▶ **PROVIDED RECORDS**:

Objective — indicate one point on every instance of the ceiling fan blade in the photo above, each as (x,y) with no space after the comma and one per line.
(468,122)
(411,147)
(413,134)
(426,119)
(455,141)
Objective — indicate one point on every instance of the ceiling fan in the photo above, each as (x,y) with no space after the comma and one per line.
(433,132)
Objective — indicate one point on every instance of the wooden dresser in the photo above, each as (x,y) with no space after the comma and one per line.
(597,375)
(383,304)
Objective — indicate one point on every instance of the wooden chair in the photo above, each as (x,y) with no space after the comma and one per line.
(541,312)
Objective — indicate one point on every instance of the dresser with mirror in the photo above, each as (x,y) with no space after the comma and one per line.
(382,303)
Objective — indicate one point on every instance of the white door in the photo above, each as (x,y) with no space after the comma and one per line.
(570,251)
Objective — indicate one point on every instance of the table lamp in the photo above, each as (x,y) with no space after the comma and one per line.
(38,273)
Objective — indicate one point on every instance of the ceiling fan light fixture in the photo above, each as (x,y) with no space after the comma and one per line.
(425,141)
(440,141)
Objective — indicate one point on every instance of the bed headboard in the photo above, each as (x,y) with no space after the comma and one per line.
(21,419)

▶ **GIVEN EXERCISE**: Rescale the items from the line holding "Objective — indicate one point on every instance of the bed" through the end of the items above, both ends included. Rewrite every line, requests included, and multiply each point coordinate in the answers by 2.1, rounding to whole numbers with halves rounded up.

▶ **SOLVED PROBLEM**:
Objective — indicate one point on every instance of the bed headboard in the photo above, each as (x,y) with no space after the comma and one per line.
(44,880)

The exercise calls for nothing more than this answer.